In der Grundschule sollen die Schüler:innen gegebenenfalls
auf andere Klassen aufgeteilt werden,
mit der Maßgabe, dass „eine Weiterarbeit nach
individuellem Wochenplan oder anhand von bereitliegendem
Freiarbeitsmaterial im Unterricht einer
anderen Lerngruppe erfolgt“. Neben der Mehrbelastung
durch eine zusätzliche Lerngruppe (wo sollen
die Schüler:innen eigentlich arbeiten—auf dem
Boden?), ist auch hier unklar, wer einen individuellen
Wochenplan oder passendes Freiarbeitsmaterial
erstellt und kontrolliert.

Was sollen künftig die PTF leisten?

Galt in der alten Richtlinie noch, dass zur Sicherstellung
einer pädagogischen Mindestqualifikation
regelhaft nur Lehrkräfte oder mindestens Personen
mit 1. Staatsexamen in Betracht kamen, so suggeriert
die neue Richtlinie, dass nun auch PTF leichtfüßig
zur Aufsicht und Betreuung herangezogen werden
dürfen—jedenfalls bis zur Klassenstufe 9. Danach
können die Schüler:innen auch ohne Aufsicht an
ihren Arbeitsmaterialien arbeiten. Dass hier nun
der durch PTF „betreute Unterrichtsausfall“—so die Lehrerkammer—eine „Kontinuität im Kompetenzzuwachs“
bei den Schüler:innen ermöglicht,
kann nur dem einfallen, der mangels Ressourcen
auf Betreuung statt Unterricht durch ausgebildete
Lehrkräfte setzt. Zudem: Werden die PTF zur
Betreuung im Vertretungsfall herangezogen, bleiben
ihre eigentlichen Aufgaben liegen. Nicht nur, dass
hier die Schüler:innen, die diese Angebote dringend
benötigen, die „Vertretung“ durch die PTF auf ihren
Rücken tragen müssen—der Ausfall dieser Angebote
wird statistisch noch nicht einmal erfasst; sie gelten
als geleistet! Der GPR lehnt solche Betreuungsangebote
entschieden ab.

Was kümmert sich die BSFB um Ausstattung und Dienstvereinbarungen?

Ausdrücklich sollen digitale Instrumente wie z. B.

▶ _Verfügbares Material_
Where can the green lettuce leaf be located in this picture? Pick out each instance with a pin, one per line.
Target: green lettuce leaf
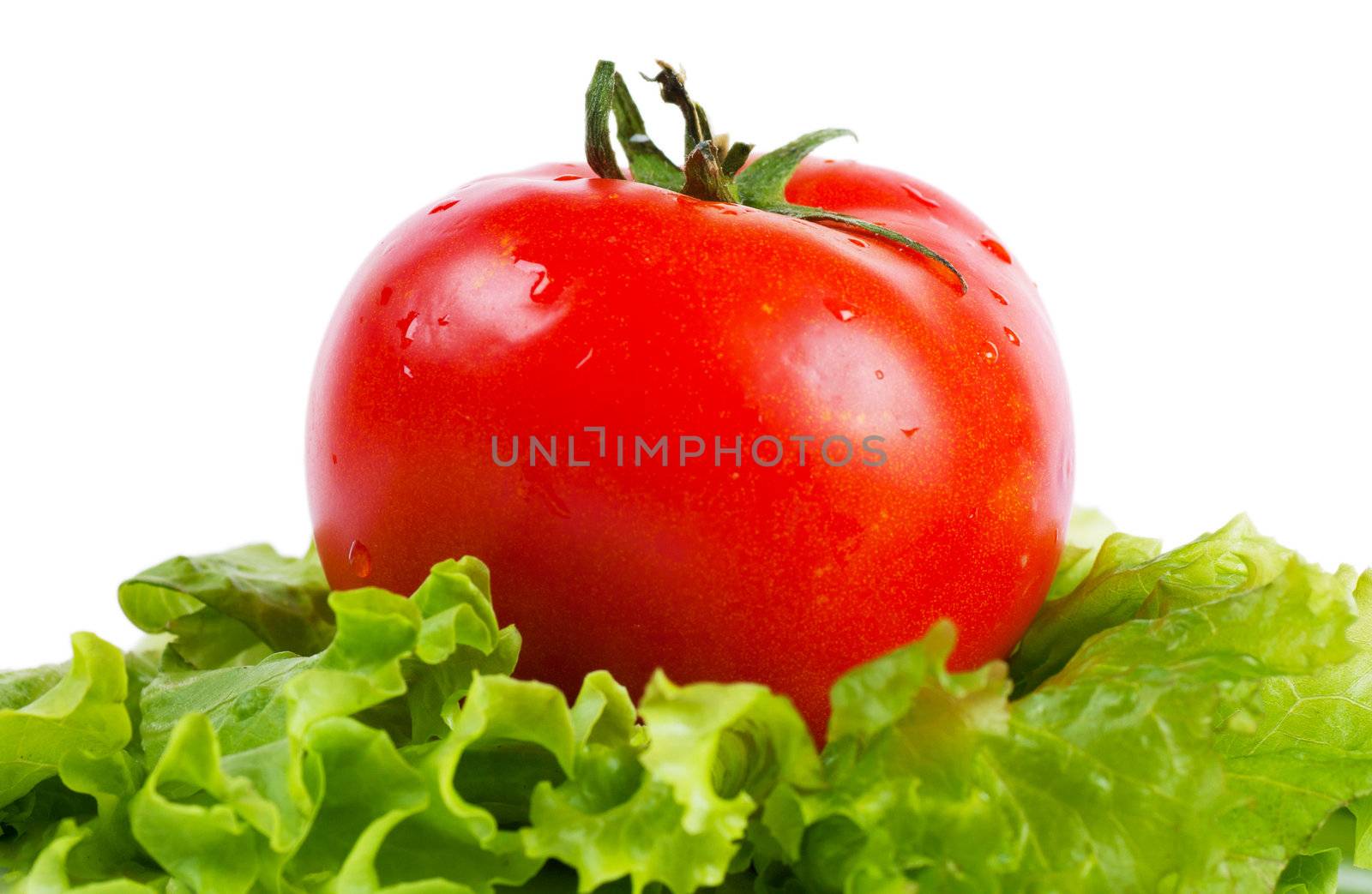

▶ _Zu erledigende Arbeit_
Geben Sie den Textauszug ab "In der Grundschule" fortlaufend bis einschließlich "die PTF leisten?" erneut wieder und benennen Sie dabei "Freiarbeitsmaterial" in "Übungsmaterial" um. Das Material stammt aus einer anderen Quelle als der Textauszug.

▶ _Ergebnis der Übung_
In der Grundschule sollen die Schüler:innen gegebenenfalls
auf andere Klassen aufgeteilt werden,
mit der Maßgabe, dass „eine Weiterarbeit nach
individuellem Wochenplan oder anhand von bereitliegendem
Übungsmaterial im Unterricht einer
anderen Lerngruppe erfolgt“. Neben der Mehrbelastung
durch eine zusätzliche Lerngruppe (wo sollen
die Schüler:innen eigentlich arbeiten—auf dem
Boden?), ist auch hier unklar, wer einen individuellen
Wochenplan oder passendes Übungsmaterial
erstellt und kontrolliert.

Was sollen künftig die PTF leisten?